:: DATA SUPPLIED
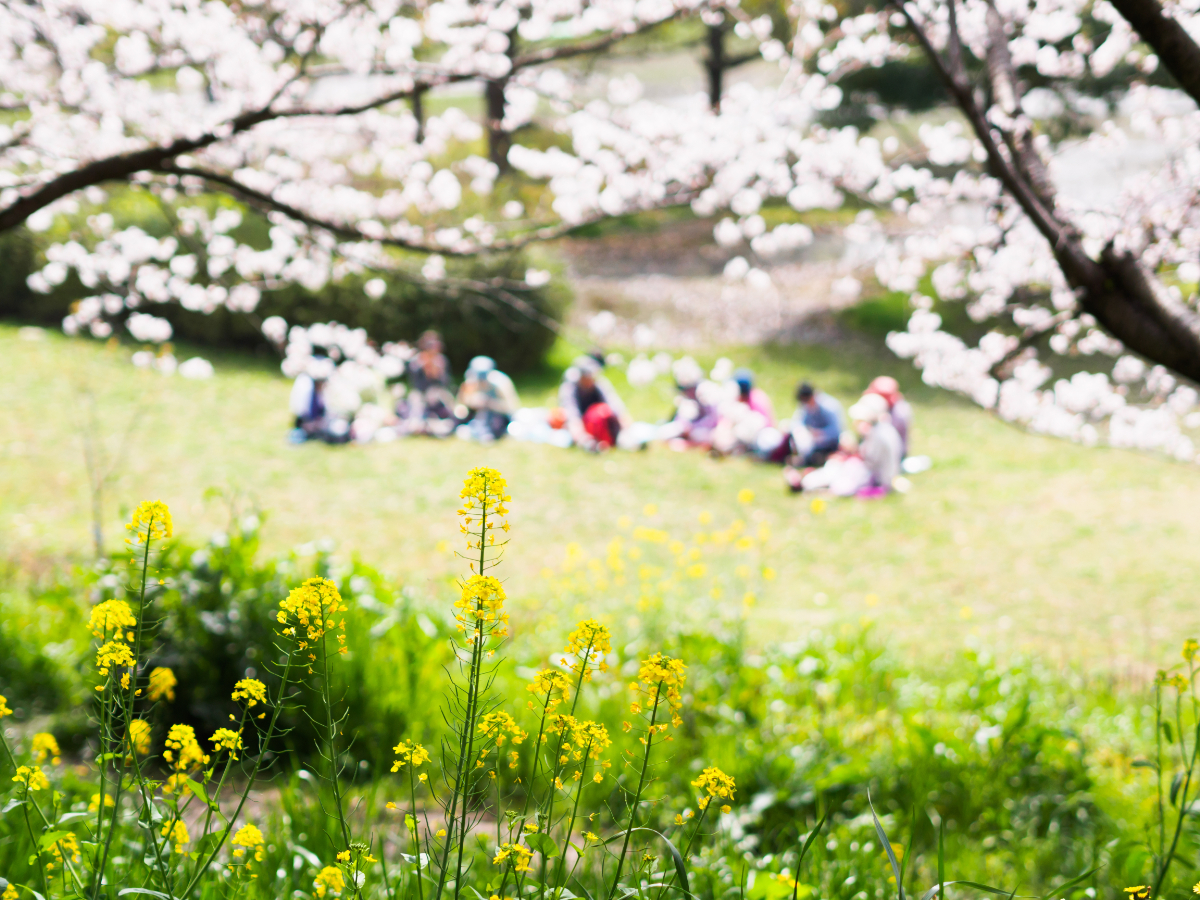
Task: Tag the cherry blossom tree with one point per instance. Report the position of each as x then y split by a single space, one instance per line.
313 114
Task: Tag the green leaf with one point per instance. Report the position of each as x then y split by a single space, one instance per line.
198 790
1063 888
1176 783
887 846
544 844
51 838
681 870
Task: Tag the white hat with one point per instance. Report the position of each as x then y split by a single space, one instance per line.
869 408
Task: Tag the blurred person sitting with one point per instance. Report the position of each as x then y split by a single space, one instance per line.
430 401
312 419
696 407
593 411
880 447
899 408
816 426
487 401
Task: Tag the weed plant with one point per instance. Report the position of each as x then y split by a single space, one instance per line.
675 762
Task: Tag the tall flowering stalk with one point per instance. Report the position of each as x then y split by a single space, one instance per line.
480 619
659 678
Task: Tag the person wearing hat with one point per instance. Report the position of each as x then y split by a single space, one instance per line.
899 408
594 413
487 401
696 403
431 401
880 445
816 427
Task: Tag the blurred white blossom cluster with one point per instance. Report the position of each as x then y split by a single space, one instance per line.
306 112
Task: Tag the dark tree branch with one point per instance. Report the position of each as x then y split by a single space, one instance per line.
1115 289
1170 41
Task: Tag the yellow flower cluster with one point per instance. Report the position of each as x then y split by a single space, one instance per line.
113 654
112 617
714 783
484 491
65 847
151 519
329 882
591 643
94 804
481 606
45 748
551 687
227 739
657 672
139 737
313 606
33 778
249 838
183 749
516 853
177 833
252 690
162 684
502 727
409 753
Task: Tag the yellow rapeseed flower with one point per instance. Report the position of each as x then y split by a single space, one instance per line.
481 605
515 853
591 643
502 727
111 617
409 753
227 739
177 833
329 882
661 671
33 778
183 749
551 687
162 683
113 654
94 803
249 838
139 737
252 690
150 520
309 612
45 748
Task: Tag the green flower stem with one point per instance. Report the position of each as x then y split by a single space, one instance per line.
465 738
637 795
202 867
417 841
570 822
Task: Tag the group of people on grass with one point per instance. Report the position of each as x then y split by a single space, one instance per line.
821 447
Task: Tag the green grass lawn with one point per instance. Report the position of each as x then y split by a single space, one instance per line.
1014 541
::::
DESCRIPTION OF THE TASK - Your task is an exact transcription of all the data, minus the pictures.

TASK OUTPUT -
Task: Tag the cherry blossom tree with one point per instance. Report the position of each as x then y split by a single space, one instance per line.
313 114
Task: Tag the green leaf with one point per instance. Report the position of each as x then y split by a single space, one instance per line.
198 790
1063 888
1176 783
887 846
544 844
51 838
681 870
Task: Tag the white hat with one point per instance. Report the position of each as x then y split by a single space, one instance per line.
869 408
Task: Tag the blurred person sitting with one point per instance. Report the position of each as x then y split by a single space, one instance per line.
430 401
312 419
696 407
593 411
880 447
899 408
816 426
487 401
Task: Tag the weed plant with one point per instance. Report the position of each as x then y split by a single space, one instance per line.
675 762
Task: Tag the tall flowering stalk with one point per instance. Report the position of each as x then y split by a single space, one instance per line.
480 619
659 678
Task: Tag the person wearing hat with one point per instance. Report the position of each as x then y split by a single space, one instance per line.
899 408
594 413
487 401
696 403
431 401
880 445
816 427
Task: Tag the blurred white blossom cluster with one point per instance. Report the position of each as x then y split by a single space, one instance per line.
306 112
Task: Tag the dark tree branch with one point per instance. Report the position of each as x then y split by a single space, one instance per line.
1115 289
1170 41
Task: Tag the yellow flower cluster with one point per instance. Report the position of each as x then y split by a single space, one instance per line.
113 654
112 617
714 783
484 491
65 847
151 519
329 882
591 643
94 804
481 606
45 748
551 687
227 739
657 672
139 737
313 606
33 778
249 838
183 749
516 853
177 833
252 690
162 684
502 727
409 753
Task: Tag the yellow rapeseed flower with one point per instance. Report the position of each as x then y split by a single space, one instance per line.
481 605
515 853
591 643
502 727
111 617
409 753
227 739
177 833
329 882
661 671
33 778
183 749
551 687
162 683
113 654
94 803
249 838
139 737
252 690
150 520
309 612
45 748
Task: Tag the green flower stem with one point per instance. Report the position of each as x then y split by a single space, one instance per line.
465 738
637 795
202 867
417 841
570 822
Task: Tag the group of people on grass with one point per instance. Report the position of each as x then y split by a single space, one instance per line.
821 447
Task: Tag the green grass lawn with one point per instance. Report the position of each as x then y split by a single space, one instance per line.
1014 541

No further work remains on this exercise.